======== EXERCISE TEXT ========

Transparency And a Structural Hit to PBM Revenue Models

Ryan Temme, a principal at Groom who counsels health insurers and plan sponsors, described the new law’s reporting provisions as more than a generic transparency mandate.

 “The disclosure rules adopted by Congress require semiannual, detailed reporting from PBMs to employers related to the specific drug spend of each individual plan,” and he stressed that the data “are all required to be disclosed to participants, as well.”

”The penalty structure is designed to force compliance at scale. Temme warned that when PBMs do not provide required reporting “across the book of business, those become very, very large numbers very quickly,” pointing to the statute’s civil monetary penalty of up to $10,000 per violation, per day.

======== DATA FOR ANALYSIS ========

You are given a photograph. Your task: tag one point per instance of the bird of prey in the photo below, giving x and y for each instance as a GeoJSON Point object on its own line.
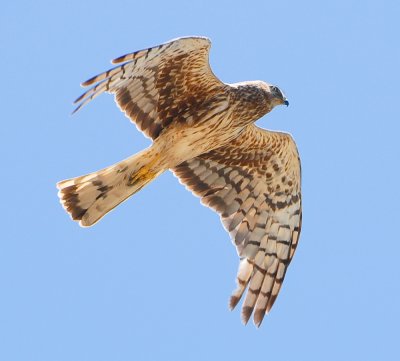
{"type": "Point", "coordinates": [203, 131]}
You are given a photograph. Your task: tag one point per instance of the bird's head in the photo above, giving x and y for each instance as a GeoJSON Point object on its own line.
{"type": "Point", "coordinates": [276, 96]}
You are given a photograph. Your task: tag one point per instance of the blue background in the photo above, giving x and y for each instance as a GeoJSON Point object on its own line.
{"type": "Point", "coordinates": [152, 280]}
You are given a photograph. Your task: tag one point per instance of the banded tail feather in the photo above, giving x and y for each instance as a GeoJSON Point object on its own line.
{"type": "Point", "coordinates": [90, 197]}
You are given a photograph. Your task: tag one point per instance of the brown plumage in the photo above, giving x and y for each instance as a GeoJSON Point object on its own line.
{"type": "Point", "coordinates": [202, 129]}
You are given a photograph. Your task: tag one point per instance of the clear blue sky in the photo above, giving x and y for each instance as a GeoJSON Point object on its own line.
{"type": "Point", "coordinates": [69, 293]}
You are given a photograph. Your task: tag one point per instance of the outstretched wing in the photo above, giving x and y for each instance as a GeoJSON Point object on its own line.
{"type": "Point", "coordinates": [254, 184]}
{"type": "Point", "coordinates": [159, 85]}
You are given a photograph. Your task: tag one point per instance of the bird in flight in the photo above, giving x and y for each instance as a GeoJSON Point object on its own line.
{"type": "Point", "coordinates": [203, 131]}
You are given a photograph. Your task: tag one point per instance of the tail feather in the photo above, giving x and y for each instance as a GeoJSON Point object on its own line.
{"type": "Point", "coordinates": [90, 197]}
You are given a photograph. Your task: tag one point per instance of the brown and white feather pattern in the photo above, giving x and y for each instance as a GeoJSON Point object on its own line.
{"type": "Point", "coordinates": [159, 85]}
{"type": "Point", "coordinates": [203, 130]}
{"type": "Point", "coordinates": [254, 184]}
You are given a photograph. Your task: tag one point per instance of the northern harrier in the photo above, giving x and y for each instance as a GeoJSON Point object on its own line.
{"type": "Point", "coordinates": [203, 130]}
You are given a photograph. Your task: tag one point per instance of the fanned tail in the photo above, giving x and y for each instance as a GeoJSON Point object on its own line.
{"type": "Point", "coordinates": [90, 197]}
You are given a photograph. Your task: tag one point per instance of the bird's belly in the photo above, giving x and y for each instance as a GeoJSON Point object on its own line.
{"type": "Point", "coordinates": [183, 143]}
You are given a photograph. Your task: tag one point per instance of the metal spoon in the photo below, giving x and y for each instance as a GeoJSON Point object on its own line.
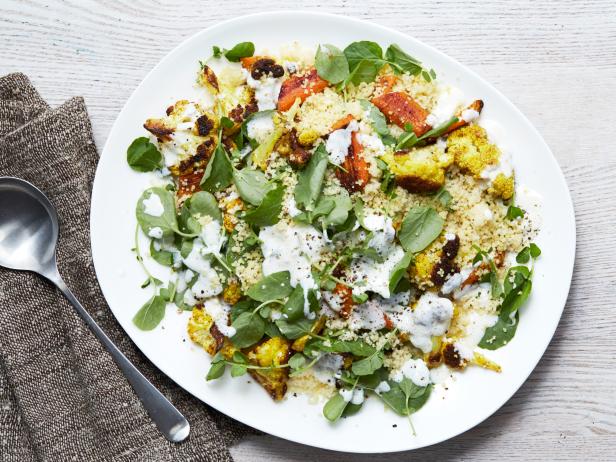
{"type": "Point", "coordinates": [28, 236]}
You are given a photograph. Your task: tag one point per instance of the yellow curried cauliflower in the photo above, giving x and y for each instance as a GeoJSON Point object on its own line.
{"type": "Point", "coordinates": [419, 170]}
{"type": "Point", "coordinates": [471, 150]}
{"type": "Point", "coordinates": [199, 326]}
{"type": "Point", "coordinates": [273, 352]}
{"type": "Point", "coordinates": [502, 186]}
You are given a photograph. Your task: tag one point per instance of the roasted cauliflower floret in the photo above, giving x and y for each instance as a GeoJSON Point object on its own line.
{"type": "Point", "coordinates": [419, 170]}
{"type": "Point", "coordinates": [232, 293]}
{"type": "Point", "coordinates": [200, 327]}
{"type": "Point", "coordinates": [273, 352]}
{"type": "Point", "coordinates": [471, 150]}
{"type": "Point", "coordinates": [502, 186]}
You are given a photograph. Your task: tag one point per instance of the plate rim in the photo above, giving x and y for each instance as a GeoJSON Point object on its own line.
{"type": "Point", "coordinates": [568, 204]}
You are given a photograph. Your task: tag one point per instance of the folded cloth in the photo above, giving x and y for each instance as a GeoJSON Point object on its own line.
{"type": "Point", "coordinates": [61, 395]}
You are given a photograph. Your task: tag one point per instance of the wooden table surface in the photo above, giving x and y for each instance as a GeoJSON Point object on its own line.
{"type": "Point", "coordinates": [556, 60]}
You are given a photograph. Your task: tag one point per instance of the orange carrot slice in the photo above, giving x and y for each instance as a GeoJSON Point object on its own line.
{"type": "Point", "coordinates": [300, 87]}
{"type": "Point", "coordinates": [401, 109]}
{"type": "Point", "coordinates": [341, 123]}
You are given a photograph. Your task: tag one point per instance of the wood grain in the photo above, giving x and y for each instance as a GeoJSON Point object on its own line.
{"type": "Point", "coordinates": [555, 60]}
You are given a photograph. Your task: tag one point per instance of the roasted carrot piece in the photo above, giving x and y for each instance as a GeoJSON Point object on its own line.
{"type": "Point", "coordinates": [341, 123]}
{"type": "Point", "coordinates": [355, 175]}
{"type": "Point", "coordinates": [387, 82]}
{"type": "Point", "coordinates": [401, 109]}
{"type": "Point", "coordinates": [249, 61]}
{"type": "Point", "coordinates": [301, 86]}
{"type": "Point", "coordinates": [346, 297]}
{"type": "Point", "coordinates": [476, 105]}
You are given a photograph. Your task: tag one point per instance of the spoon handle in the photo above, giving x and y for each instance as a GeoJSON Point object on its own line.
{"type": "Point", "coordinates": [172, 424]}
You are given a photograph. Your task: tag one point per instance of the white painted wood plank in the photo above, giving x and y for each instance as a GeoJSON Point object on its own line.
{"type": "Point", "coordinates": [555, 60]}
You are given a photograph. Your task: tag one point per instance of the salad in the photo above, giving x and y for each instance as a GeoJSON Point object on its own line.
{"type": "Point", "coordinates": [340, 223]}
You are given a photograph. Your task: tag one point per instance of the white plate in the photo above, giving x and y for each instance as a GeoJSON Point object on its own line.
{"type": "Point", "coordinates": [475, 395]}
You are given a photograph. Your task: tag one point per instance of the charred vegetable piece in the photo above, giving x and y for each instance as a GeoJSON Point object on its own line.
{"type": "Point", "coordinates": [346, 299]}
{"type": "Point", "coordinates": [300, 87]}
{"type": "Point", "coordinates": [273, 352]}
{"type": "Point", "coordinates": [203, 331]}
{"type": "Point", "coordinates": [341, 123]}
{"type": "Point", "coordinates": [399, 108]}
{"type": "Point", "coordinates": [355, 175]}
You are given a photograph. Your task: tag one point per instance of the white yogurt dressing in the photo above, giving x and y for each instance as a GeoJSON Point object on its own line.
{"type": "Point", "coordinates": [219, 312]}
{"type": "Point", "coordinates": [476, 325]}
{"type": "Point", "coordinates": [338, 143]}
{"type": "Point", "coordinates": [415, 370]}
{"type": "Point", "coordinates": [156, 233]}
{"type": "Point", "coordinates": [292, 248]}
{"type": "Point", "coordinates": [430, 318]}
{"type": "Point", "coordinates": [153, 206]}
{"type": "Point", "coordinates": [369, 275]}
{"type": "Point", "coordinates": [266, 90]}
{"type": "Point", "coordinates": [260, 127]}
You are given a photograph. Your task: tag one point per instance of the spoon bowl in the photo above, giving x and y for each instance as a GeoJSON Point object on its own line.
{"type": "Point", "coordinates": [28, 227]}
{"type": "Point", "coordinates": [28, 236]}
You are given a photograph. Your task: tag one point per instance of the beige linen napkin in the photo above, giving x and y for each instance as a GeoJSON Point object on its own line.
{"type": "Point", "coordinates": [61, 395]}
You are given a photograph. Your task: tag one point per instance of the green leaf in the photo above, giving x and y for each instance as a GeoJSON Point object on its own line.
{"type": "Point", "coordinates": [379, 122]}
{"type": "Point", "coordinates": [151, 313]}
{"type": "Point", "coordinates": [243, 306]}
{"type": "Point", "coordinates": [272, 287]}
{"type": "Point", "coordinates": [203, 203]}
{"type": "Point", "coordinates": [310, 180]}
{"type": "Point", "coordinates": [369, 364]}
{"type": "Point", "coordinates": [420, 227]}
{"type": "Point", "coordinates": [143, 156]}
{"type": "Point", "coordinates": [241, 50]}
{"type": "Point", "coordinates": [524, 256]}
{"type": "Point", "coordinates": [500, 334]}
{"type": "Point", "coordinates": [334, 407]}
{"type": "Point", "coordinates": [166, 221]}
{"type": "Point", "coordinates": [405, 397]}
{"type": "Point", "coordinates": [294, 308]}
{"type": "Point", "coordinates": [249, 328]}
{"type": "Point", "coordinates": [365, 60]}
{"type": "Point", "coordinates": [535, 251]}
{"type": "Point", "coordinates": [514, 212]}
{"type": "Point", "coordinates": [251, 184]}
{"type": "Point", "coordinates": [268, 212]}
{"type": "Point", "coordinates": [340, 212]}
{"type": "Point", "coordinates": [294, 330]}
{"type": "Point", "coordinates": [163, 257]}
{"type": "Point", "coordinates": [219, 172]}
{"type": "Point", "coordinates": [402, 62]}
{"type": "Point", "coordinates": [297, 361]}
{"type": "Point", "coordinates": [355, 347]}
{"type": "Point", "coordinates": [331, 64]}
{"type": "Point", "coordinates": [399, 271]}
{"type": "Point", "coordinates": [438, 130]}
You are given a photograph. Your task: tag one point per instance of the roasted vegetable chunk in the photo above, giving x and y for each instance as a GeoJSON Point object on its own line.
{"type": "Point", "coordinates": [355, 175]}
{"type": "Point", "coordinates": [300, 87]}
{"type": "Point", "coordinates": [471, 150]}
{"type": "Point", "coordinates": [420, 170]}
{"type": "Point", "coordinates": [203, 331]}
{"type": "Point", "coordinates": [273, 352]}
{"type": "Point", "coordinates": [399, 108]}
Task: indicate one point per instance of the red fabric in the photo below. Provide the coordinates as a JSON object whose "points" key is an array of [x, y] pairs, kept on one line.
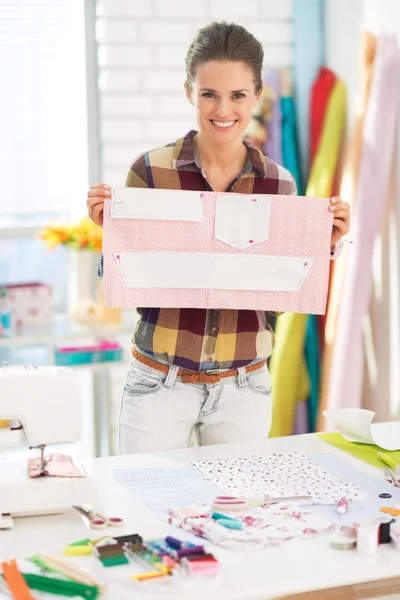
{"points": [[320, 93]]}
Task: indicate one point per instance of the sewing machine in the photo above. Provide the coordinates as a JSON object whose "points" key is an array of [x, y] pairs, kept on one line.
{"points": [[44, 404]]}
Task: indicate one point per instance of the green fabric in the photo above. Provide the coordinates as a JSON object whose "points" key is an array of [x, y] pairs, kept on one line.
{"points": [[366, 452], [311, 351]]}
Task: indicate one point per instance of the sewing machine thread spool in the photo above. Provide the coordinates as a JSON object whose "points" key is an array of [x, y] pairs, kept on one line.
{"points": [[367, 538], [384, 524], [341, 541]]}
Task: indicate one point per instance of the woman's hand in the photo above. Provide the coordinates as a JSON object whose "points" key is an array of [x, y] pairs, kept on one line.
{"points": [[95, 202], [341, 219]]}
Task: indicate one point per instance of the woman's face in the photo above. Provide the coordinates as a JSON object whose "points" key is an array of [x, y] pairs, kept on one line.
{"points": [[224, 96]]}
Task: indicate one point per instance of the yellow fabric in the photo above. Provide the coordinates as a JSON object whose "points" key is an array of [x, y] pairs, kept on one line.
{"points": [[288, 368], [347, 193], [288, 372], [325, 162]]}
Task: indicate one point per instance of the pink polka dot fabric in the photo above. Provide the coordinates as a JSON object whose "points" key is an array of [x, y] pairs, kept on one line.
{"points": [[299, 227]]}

========

■ ACTIVITIES
1) According to the text on PBM transparency, what is the maximum civil monetary penalty under the statute?
2) Transcribe everything in the text on PBM transparency from "Transparency And a" down to "violation, per day.".

■ OUTPUTS FOR THE TASKS
1) Up to $10,000 per violation, per day.

2)
Transparency And a Structural Hit to PBM Revenue Models

Ryan Temme, a principal at Groom who counsels health insurers and plan sponsors, described the new law’s reporting provisions as more than a generic transparency mandate.

 “The disclosure rules adopted by Congress require semiannual, detailed reporting from PBMs to employers related to the specific drug spend of each individual plan,” and he stressed that the data “are all required to be disclosed to participants, as well.”

”The penalty structure is designed to force compliance at scale. Temme warned that when PBMs do not provide required reporting “across the book of business, those become very, very large numbers very quickly,” pointing to the statute’s civil monetary penalty of up to $10,000 per violation, per day.